-------- Extrait fourni --------

Ce rêve éveillé de Volmir Cordeiro débute un peu comme le conte Cendrillon de Perrault et de Grimm – thème qui a inspiré les chorégraphes, de Louis-André Duport à Jean-Christophe Maillot, en passant par Petipa-Ivanov-Cecchetti, Laban, Fokine, Ashton, Gsovski, Noureev, etc. Tandis que s'installe l’assistance, une interprète, déjà dans la place, Lucia García Pulles, vêtue d’un jupon bleu en matière plastique conçu par Rubén Pioline Aronian et cousu par Coco Blanvillain, balaie consciencieusement le plateau au moyen d’un branchage cueilli, peut-on penser, dans le jardin de la Briqueterie – tout théâtre a son parterre, sa cour et son jardin. Des marques au sol rappellent celles qui ornaient le parquet du palais des Sports pour IXe Symphonie (1964) de Béjart. Ces cercles, triangles, lignes et signes n’ont rien de cabalistique, rien à voir avec un culte orisha. Elles évoquent la géométrie du jardin à la française, ainsi que le précise le chorégraphe. Avec la longue patère au fond du parterre où pendent des vêtements colorés, pauvres et baroques à la fois, ces traces grises sur PVC clair composent la scénographie d’Hervé Cherblanc.

--------

### Consigne
Résume l'extrait fourni en deux phrases.

-------- Ensemble de données --------

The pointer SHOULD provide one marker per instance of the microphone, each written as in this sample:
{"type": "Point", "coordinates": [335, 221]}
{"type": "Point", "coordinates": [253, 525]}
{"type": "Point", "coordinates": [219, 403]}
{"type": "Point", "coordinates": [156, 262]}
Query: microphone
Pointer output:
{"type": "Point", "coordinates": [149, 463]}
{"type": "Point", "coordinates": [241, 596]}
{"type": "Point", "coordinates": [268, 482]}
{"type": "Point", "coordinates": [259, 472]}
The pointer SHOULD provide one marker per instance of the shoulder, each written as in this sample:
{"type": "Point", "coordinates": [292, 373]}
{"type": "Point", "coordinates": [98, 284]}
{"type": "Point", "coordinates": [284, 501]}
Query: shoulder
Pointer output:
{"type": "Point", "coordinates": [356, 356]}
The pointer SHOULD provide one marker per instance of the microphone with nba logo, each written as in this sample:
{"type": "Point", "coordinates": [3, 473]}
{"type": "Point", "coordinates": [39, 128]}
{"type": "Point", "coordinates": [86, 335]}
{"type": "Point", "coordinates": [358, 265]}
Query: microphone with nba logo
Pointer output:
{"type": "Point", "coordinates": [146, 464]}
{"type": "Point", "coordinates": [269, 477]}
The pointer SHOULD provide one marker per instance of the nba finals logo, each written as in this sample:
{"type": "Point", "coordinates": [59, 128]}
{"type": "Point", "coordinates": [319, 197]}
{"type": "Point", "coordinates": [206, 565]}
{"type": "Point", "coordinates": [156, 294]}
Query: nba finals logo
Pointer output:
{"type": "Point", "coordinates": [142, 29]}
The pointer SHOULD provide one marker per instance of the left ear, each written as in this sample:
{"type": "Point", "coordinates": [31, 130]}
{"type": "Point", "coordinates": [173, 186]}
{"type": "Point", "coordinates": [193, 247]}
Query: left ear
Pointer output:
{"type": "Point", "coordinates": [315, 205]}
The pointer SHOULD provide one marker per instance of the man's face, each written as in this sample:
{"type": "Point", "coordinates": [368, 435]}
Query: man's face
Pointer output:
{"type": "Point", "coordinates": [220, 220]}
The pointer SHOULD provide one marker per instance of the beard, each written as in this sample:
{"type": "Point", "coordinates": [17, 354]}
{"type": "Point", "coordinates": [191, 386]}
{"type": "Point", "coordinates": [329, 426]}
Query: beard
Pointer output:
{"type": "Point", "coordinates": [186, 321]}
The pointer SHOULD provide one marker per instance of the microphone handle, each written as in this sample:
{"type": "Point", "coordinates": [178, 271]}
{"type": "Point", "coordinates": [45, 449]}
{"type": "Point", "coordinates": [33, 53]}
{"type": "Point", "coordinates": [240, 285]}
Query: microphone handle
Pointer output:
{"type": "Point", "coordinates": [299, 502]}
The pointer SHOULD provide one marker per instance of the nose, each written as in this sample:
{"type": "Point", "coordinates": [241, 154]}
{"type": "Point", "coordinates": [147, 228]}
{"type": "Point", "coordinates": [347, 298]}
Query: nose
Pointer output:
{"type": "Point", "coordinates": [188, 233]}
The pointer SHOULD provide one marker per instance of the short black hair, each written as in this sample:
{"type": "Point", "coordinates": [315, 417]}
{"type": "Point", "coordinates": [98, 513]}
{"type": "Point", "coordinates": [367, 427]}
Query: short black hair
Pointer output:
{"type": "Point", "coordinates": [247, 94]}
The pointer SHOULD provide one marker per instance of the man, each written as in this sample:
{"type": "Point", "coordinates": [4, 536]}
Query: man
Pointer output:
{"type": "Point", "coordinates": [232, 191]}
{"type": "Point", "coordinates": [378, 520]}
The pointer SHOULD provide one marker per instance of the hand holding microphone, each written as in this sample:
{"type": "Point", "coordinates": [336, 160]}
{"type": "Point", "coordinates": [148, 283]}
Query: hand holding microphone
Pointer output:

--------

### Corrigé proposé
Le rêve éveillé de Volmir Cordeiro commence un peu comme le conte de Cendrillon : pendant que le public s'installe, l'interprète Lucia García Pulles, vêtue d'un jupon bleu en plastique, balaie le plateau avec un branchage. Les marques grises au sol, qui évoquent selon le chorégraphe la géométrie du jardin à la française, composent avec une longue patère chargée de vêtements colorés la scénographie d'Hervé Cherblanc.